Required work:
Please write out each entry that follows, keeping it exactly the same.

__________

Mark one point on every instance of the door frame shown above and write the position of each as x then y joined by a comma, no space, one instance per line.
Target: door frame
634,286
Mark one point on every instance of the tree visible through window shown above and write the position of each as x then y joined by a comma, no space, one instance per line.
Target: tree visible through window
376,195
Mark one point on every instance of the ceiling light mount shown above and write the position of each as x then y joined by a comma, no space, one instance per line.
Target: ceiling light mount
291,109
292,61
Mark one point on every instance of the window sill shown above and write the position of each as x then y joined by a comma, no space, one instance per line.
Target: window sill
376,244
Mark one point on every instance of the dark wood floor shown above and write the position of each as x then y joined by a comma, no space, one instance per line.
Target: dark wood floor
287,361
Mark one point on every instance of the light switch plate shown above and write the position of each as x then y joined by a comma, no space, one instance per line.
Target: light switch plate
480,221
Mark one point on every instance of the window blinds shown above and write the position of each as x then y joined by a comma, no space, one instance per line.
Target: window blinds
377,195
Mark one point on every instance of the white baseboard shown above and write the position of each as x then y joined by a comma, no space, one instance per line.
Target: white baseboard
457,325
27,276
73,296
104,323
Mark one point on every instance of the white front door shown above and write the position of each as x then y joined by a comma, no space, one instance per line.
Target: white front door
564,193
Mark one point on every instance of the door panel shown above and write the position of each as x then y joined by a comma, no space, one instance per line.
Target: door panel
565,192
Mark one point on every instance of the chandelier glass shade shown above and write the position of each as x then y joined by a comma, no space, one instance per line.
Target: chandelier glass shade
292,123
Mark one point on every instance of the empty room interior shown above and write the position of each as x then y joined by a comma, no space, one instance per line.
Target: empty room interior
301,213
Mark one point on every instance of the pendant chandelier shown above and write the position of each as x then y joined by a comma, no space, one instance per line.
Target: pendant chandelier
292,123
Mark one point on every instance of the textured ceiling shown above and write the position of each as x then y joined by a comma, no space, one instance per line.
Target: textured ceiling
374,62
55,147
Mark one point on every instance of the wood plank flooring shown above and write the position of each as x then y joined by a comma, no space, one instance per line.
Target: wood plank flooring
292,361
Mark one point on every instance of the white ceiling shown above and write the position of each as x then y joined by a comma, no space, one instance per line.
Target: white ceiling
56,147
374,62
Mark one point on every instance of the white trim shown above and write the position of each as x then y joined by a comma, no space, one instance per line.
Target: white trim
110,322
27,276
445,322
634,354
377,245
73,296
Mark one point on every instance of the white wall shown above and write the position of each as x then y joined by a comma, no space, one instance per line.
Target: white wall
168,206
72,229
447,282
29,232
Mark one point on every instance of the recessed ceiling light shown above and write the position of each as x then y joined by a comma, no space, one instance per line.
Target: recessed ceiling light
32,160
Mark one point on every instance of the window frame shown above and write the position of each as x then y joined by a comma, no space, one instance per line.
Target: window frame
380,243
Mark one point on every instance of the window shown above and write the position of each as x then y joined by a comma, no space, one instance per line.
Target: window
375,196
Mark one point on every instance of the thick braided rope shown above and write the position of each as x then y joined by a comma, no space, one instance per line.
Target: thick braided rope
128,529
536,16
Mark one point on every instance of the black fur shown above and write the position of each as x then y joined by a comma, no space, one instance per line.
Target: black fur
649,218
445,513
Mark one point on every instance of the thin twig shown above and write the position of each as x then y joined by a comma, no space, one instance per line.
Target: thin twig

__________

Exercise solution:
Mark one point on every instance of the door frame shown above and write the position of each as x then y joined by a comma, no space, one instance per line.
Target: door frame
634,286
Mark one point on every instance of the tree visible through window shown above and write the position of each as x then y joined by a comma, no space, one instance per line.
Target: tree visible through window
376,195
Mark one point on every instance of the ceiling light mount shown above and write the position of each as x then y joined by a comma, no space, one instance per line.
Target: ceiling light mount
291,109
292,61
Mark one point on every instance of the window sill shown above and write the position of each as x then y joined by a comma, no space, one instance per line.
Target: window sill
376,244
Mark one point on every instance of the dark wood floor shown above and write the position of each as x then y joined by a comma, no space, one instance per line.
Target: dark wood floor
287,361
Mark one point on every instance of the light switch plate shown above and write the position of each as x then y joined by a comma, no space, one instance per line.
Target: light switch plate
480,221
Mark one point on every instance of the window blinds shown above and write the position of each as x then y joined by a comma, no space, one instance per line.
Target: window blinds
377,195
Mark one point on every instance of the white baseboard shown above and write the position of each as x then y joined by a comma, no space, one instance per line.
Target: white baseboard
457,325
27,276
73,296
104,323
Mark one point on every instance of the white front door shown above and write the position of each as x then y joined by a comma, no space, one instance per line.
Target: white front door
564,193
Mark one point on every instance of the door panel shown above and write the position of each as x then y joined by a comma, no space, one instance per line.
Target: door panel
565,192
Mark one point on every instance of the chandelier glass shade shown above and write the position of each as x then y joined by a comma, no space, one instance per line.
Target: chandelier glass shade
292,123
Mark one point on every instance of the empty room interior shown above and write the position of each as x then y joined by a comma, no space, one instance per line.
Target: empty room interior
301,213
Mark one point on every instance of the pendant chandelier shown above and write the position of each as x then y joined by a comma, no space, one instance per line.
Target: pendant chandelier
292,123
Mark one point on every instance of the textured ceiling shown above and write the position of each as x then y joined by a comma, no space, one instance per line.
Target: textured ceiling
374,62
55,147
Mark one point on every instance of the wood plank flooring shown above and write the position of each as x then y joined by a comma, no space, one instance per line.
Target: wood plank flooring
292,361
Mark one point on every instance of the white ceiling shown above and write the position of each as x then y joined by a comma, no space, one instance per line.
Target: white ceiling
56,147
374,62
Mark one point on every instance of the white trim shown above and write the position of each as x then y joined by a comma, no space, one instance per line.
Target: white trim
110,322
27,276
445,322
634,354
377,245
73,296
Mark one point on every instance of the white wall shown above and write the position of each as x then y joined by a comma, no space, one instance per line.
Target: white wall
168,206
72,229
447,282
29,232
Mark one point on every instance of the recessed ceiling light shown above and write the position of each as x then y joined by a comma, no space, one instance per line.
Target: recessed ceiling light
32,160
Mark one point on every instance of the window frame shown above and write the position of each as x then y joined by a comma, no space, one instance per line.
Target: window frame
380,243
Mark one point on every instance of the window shown above and write the position of each as x then y joined by a comma, no space, one instance per line.
Target: window
375,196
Mark one point on every instance of the thick braided rope shown above and write the position of each as x then y joined by a comma, no space, one instance per line.
Target: thick braided rope
128,529
536,16
Mark one point on every instance of the black fur shown above and write the position of each as x then y joined by a comma, no space, one instance per line.
Target: black fur
649,218
445,513
Mark one point on every instance of the thin twig shown above and write the position of each as x then y joined by a comma, no space, one instance per line.
Target: thin twig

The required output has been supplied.